YOUR INSTRUCTIONS:
Below are the records to retype. Keep every character exactly and leave out the pictures.

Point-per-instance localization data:
--*--
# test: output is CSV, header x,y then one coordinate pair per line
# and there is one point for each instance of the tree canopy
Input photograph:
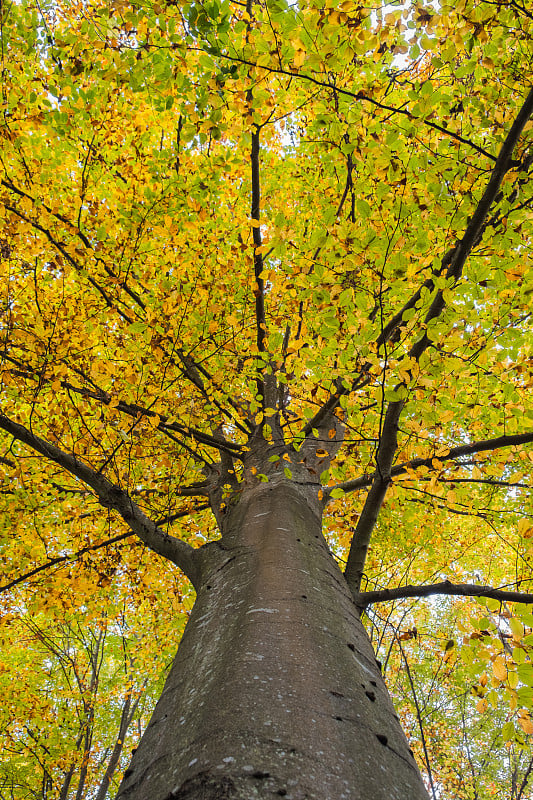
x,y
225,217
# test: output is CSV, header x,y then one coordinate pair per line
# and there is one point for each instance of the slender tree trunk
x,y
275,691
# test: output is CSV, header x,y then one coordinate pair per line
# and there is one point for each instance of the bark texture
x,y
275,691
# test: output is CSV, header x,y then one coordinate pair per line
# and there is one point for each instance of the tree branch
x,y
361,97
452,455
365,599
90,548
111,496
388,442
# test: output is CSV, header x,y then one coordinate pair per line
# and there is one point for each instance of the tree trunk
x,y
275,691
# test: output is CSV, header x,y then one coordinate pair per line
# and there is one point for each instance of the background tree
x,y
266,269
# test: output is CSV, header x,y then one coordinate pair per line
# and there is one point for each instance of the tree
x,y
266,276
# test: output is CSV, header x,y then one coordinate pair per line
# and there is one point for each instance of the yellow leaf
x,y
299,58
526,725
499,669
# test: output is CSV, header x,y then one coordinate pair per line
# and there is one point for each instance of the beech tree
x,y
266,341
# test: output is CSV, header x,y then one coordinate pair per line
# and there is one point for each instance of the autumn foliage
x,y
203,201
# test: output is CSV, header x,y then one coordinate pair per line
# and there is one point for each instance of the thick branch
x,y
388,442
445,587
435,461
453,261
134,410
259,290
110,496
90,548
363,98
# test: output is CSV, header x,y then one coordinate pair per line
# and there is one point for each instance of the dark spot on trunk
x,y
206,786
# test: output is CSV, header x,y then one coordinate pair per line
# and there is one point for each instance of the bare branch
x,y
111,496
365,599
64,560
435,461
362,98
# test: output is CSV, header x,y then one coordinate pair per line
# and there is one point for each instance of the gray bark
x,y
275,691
--*--
RESPONSE TO THE TASK:
# test: output is CSV, header x,y then one coordinate pair per line
# and there is one point for each instance of the tree canopy
Input photograph:
x,y
225,217
# test: output is CSV, header x,y then one coordinate pair per line
# and there is one point for each instance of the slender tree trunk
x,y
275,691
# test: output is CSV, header x,y then one coordinate pair per line
# and there is one point for each instance of the bark texture
x,y
275,691
# test: output is CSV, header x,y then one coordinate pair per line
# and there is one point for each instance of the tree branch
x,y
361,97
452,455
365,599
90,548
111,496
388,442
# test: output is CSV, header x,y then one coordinate pair per line
# and there is one point for each instance of the tree trunk
x,y
275,691
# test: output is CSV, header x,y then one coordinate pair per line
# and there is one point for each instance of the background tree
x,y
266,269
# test: output is CSV, header x,y then one coordinate pair per line
# and there is one point for each instance of the tree
x,y
266,276
# test: output is CSV, header x,y then one coordinate pair per line
# and there is one point for each instance of the yellow leaf
x,y
299,58
526,725
499,669
# test: output is CSV, header x,y then one coordinate pair per line
# and there is one point for each instance of the beech tree
x,y
266,341
# test: output is CSV, header x,y then one coordinate pair per line
# and there is one point for each instance of the autumn foliage
x,y
203,201
# test: output is CSV, header x,y then one coordinate pair per line
# and there is one point for each instance of the thick branch
x,y
388,442
445,587
435,461
453,261
134,410
259,290
110,496
90,548
363,98
# test: output is CSV, header x,y then one coordinate pair per line
# and there is one point for each instance of the dark spot on trunk
x,y
206,786
# test: output is CSV, header x,y then one coordinate pair per line
# and there is one point for each instance of the bare branch
x,y
111,496
365,599
64,560
435,461
362,98
# test: output is CSV, header x,y then one coordinate pair per line
# and there is one point for each instance of the gray bark
x,y
275,691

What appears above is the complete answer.